[Start Supplied entries]

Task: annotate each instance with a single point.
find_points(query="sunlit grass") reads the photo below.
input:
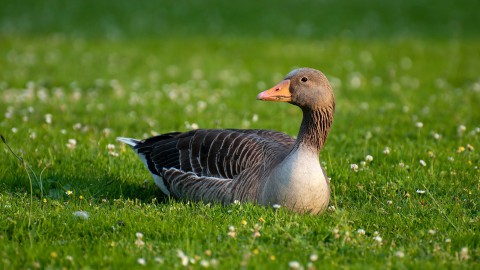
(402, 154)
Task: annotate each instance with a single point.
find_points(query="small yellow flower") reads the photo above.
(53, 254)
(470, 147)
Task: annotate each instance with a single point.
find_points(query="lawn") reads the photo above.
(76, 75)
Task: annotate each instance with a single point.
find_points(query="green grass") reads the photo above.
(126, 69)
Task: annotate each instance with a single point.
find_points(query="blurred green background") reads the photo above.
(74, 75)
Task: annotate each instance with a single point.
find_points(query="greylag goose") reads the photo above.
(260, 166)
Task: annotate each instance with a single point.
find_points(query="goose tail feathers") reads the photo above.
(129, 141)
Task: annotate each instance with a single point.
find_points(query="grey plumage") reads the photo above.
(249, 165)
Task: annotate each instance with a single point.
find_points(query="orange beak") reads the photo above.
(279, 92)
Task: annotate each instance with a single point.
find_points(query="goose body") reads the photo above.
(262, 166)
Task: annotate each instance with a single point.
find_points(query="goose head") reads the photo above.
(305, 87)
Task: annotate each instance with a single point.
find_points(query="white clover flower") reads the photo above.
(400, 254)
(48, 118)
(81, 214)
(354, 167)
(72, 143)
(141, 261)
(77, 126)
(294, 265)
(464, 254)
(183, 257)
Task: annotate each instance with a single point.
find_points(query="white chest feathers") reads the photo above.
(298, 183)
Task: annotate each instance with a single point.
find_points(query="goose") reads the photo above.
(250, 165)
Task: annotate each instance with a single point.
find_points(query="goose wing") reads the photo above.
(213, 165)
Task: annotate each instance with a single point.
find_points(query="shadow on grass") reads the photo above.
(102, 187)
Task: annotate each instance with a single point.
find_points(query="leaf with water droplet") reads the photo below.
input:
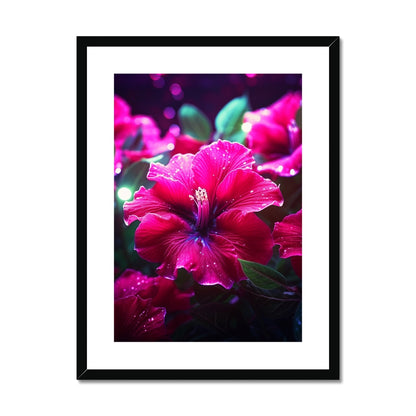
(263, 276)
(194, 122)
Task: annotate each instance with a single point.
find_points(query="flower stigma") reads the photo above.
(202, 203)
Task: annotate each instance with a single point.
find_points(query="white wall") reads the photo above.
(38, 207)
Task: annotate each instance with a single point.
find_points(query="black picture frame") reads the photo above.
(333, 372)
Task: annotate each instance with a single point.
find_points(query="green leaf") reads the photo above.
(263, 276)
(194, 122)
(269, 303)
(230, 119)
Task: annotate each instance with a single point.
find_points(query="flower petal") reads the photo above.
(136, 319)
(186, 144)
(212, 260)
(214, 162)
(171, 193)
(170, 297)
(286, 166)
(247, 191)
(284, 110)
(132, 282)
(288, 235)
(249, 235)
(121, 108)
(171, 241)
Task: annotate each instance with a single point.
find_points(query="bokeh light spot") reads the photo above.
(169, 113)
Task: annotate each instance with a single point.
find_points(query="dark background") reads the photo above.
(150, 95)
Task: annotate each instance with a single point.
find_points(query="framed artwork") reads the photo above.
(207, 188)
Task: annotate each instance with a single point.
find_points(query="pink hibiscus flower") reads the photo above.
(274, 135)
(126, 125)
(200, 214)
(141, 304)
(288, 235)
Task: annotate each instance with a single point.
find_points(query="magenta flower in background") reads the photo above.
(126, 125)
(141, 304)
(274, 135)
(200, 214)
(288, 235)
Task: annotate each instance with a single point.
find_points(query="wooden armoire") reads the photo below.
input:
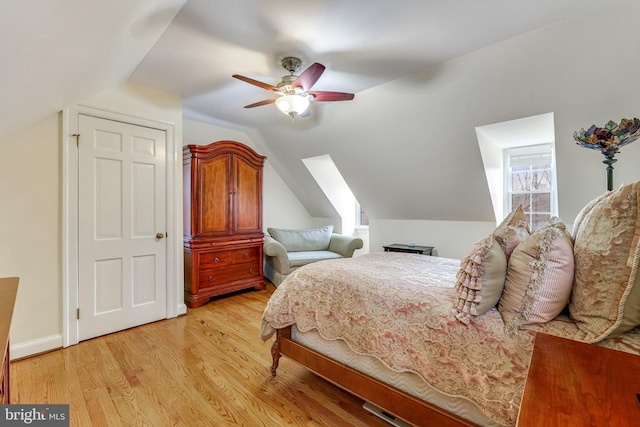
(223, 235)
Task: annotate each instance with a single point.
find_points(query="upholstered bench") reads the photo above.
(286, 250)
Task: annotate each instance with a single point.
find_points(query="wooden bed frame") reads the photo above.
(391, 399)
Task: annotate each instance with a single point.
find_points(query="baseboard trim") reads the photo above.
(31, 348)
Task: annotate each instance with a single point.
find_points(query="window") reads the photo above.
(362, 219)
(530, 180)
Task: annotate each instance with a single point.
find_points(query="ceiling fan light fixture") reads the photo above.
(292, 105)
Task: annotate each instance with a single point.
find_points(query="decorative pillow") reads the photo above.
(605, 301)
(539, 277)
(512, 230)
(316, 239)
(480, 280)
(510, 236)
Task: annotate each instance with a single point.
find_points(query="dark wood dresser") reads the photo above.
(8, 292)
(223, 236)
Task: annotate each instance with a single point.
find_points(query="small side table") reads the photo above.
(397, 247)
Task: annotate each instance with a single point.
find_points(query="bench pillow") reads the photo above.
(315, 239)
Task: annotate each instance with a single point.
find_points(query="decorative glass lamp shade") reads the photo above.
(292, 105)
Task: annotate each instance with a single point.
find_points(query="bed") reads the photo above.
(393, 329)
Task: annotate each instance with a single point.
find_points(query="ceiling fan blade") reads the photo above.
(258, 104)
(320, 96)
(257, 83)
(309, 76)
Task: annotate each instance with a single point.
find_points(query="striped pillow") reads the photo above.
(539, 277)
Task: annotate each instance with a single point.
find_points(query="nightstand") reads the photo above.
(571, 383)
(396, 247)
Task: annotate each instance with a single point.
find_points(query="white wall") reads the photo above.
(281, 208)
(450, 239)
(30, 220)
(31, 225)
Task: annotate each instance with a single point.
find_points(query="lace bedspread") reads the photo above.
(398, 308)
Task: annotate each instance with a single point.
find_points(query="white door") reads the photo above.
(122, 224)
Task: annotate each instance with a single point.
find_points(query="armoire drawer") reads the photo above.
(218, 276)
(251, 255)
(216, 259)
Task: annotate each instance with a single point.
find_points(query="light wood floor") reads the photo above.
(207, 368)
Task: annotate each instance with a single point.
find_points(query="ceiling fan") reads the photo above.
(294, 91)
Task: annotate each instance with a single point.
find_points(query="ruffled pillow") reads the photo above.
(480, 280)
(539, 277)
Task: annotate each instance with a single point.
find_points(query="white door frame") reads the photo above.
(174, 268)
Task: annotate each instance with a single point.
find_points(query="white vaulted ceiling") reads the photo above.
(406, 144)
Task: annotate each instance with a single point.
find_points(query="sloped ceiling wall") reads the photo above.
(408, 148)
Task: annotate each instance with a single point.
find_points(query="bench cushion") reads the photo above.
(297, 259)
(315, 239)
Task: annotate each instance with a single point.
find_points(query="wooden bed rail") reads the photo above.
(391, 399)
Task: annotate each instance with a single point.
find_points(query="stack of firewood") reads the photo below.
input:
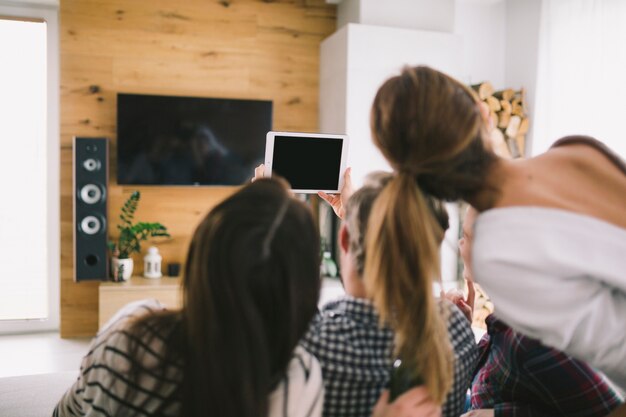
(509, 119)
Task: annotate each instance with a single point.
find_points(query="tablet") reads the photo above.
(310, 162)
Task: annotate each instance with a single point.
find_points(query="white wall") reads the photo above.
(53, 3)
(482, 25)
(436, 15)
(522, 48)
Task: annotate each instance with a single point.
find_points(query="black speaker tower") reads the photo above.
(91, 174)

[End Supplied entries]

**What you should do**
Write the entries above out in full, exactly, with no images.

**Correct answer**
Task: annotate each instance with a single point.
find_points(query="sunlit grass") reads the photo below.
input:
(402, 154)
Task: annotate each instance with a single point.
find_points(query="small yellow flower") reads the photo above.
(53, 254)
(470, 147)
Task: annotate each instance with a single point.
find_points(query="lawn") reads the photo above.
(76, 75)
Task: annotate each instance with a single point.
find_points(query="green grass") reads the photo above.
(126, 69)
Task: annotate each instance with a single point.
find_points(query="blurred green background") reads the photo above.
(74, 75)
Task: annotate each instance with a single point.
find_points(query="greylag goose") reads the photo above.
(260, 166)
Task: annotate each instance with a single point.
find_points(query="goose tail feathers") reads the photo above.
(129, 141)
Task: annotate each instance with a single point.
find_points(query="grey plumage") reads the photo above.
(249, 165)
Task: annotate each instance with a single point.
find_points(query="orange beak") reads the photo above.
(279, 92)
Task: annotate each instance with a single point.
find_points(query="goose body") reads the photo above.
(262, 166)
Task: annotate each instance with a single point.
find_points(query="goose head") reads the photo above.
(305, 87)
Task: annotate each instance with a single point.
find_points(query="white clover flower") reads the photo above.
(400, 254)
(48, 118)
(81, 214)
(354, 167)
(72, 143)
(141, 261)
(77, 126)
(294, 265)
(464, 254)
(183, 257)
Task: annotate each instance with a single point.
find_points(query="white chest feathers") reads the photo above.
(298, 183)
Task: annotate each instance with a single point.
find_points(query="goose") reads the photo above.
(250, 165)
Task: annotate each instance with a single point.
find_points(query="goose wing") reads the photo above.
(213, 165)
Task: annotate each instance with a single point.
find_points(query="shadow on grass") reads the photo above.
(102, 187)
Task: annotate each instance with a single point.
find_points(query="leaf with water droplet") reads the photo below.
input:
(263, 276)
(194, 122)
Task: annotate each instance with a single point.
find_points(query="flower stigma") reads the photo above.
(202, 203)
Task: annotate each instance with a single point.
find_points(query="white wall") reads the photo above.
(38, 207)
Task: annotate each instance with a single point.
find_points(query="black picture frame") reads the photo above.
(333, 372)
Task: annotate each instance with a single point.
find_points(query="green leaf") reads the photo above.
(263, 276)
(194, 122)
(269, 303)
(230, 119)
Task: annotate each instance with a single point.
find_points(query="flower petal") reads the photo above.
(136, 319)
(186, 144)
(212, 260)
(214, 162)
(171, 193)
(170, 297)
(286, 166)
(247, 191)
(284, 110)
(132, 282)
(288, 235)
(249, 235)
(121, 108)
(171, 241)
Task: annotate each instance with a single point.
find_points(query="bokeh light spot") reads the photo above.
(169, 113)
Task: annotate each instance with a single point.
find_points(query="dark background") reads the photo above.
(150, 95)
Task: annotate each instance with a single point.
find_points(query="framed artwork") reads the photo above.
(207, 188)
Task: annotate each instance with a single point.
find_points(query="pink hibiscus flower") reads the photo above.
(274, 135)
(126, 125)
(200, 214)
(141, 304)
(288, 235)
Task: annotate each instance with a single point.
find_points(query="magenta flower in background") reads the photo above.
(126, 125)
(141, 304)
(274, 135)
(200, 214)
(288, 235)
Task: annotate each instance with a single point.
find_points(query="wooden armoire") reads the photo below.
input:
(223, 235)
Task: annotate each instance with a single point.
find_points(query="upholstered bench") reads the photo above.
(286, 250)
Task: annotate each instance with a single point.
find_points(query="wooden bed frame") reads the photo above.
(391, 399)
Task: annotate each instance with a single point.
find_points(query="baseboard trim") reads the photo above.
(31, 348)
Task: annotate each instance with a single point.
find_points(query="window") reads the photo above.
(362, 219)
(530, 180)
Task: annotate each instance with a single point.
find_points(query="ceiling fan light fixture") reads the photo above.
(292, 105)
Task: annotate each instance with a single point.
find_points(query="decorative pillow") reads the photo above.
(605, 301)
(539, 277)
(512, 230)
(316, 239)
(480, 280)
(510, 236)
Task: annotate each instance with a single point.
find_points(query="dark wood dresser") reads the photo above.
(8, 292)
(223, 236)
Task: annotate each instance with a single point.
find_points(query="small side table") reads the photo above.
(397, 247)
Task: annotate each instance with a single point.
find_points(query="bench pillow") reads the photo above.
(315, 239)
Task: annotate each instance with a single point.
find_points(query="decorative glass lamp shade") reads the photo above.
(292, 105)
Task: annotate each instance with a single point.
find_points(query="bed") reads the photo above.
(393, 329)
Task: annotate each instance with a single point.
find_points(query="ceiling fan blade") reads the photo above.
(258, 104)
(320, 96)
(257, 83)
(309, 76)
Task: annotate each instance with a single point.
find_points(query="striped pillow") reads the photo above.
(539, 277)
Task: annotate each instance with a single point.
find_points(query="nightstand") reads the photo above.
(571, 383)
(396, 247)
Task: annotate each instance with a single point.
find_points(query="white wall") reads the photo above.
(281, 208)
(450, 239)
(30, 220)
(31, 225)
Task: annotate each instance with a single point.
find_points(query="lace bedspread") reads the photo above.
(398, 308)
Task: annotate each instance with a single point.
find_points(query="white door") reads the photo above.
(122, 224)
Task: annotate each instance with a single point.
find_points(query="armoire drawer") reads the photo above.
(218, 276)
(251, 255)
(216, 259)
Task: annotate each instance with a single point.
find_points(query="light wood floor") reads the photo above.
(207, 368)
Task: annotate each instance with a single point.
find_points(query="ceiling fan") reads the photo above.
(294, 91)
Task: annotate each instance with a single point.
find_points(query="ruffled pillow") reads the photo above.
(480, 280)
(539, 277)
Task: annotate each instance with a single point.
find_points(query="white door frame") reads the photo above.
(174, 268)
Task: annotate each instance with a single point.
find_points(query="white vaulted ceiling") reads the photo above.
(406, 144)
Task: annotate each instance with a single point.
find_points(query="sloped ceiling wall") reads the photo above.
(408, 148)
Task: annotate each instance with a single point.
find_points(query="bench cushion") reads the photo above.
(297, 259)
(315, 239)
Task: annotate each instance with a single point.
find_points(query="wooden bed rail") reads the photo above.
(391, 399)
Task: annotate each instance with a single point.
find_points(query="stack of firewood") reads the photo below.
input:
(509, 119)
Task: annotate each instance with a single point.
find_points(query="tablet") reads the photo above.
(310, 162)
Task: annotate each instance with a single point.
find_points(query="white wall") reads the photo above.
(53, 3)
(482, 25)
(436, 15)
(522, 48)
Task: annotate each instance with a single point.
find_points(query="black speaker tower") reads the photo above.
(91, 174)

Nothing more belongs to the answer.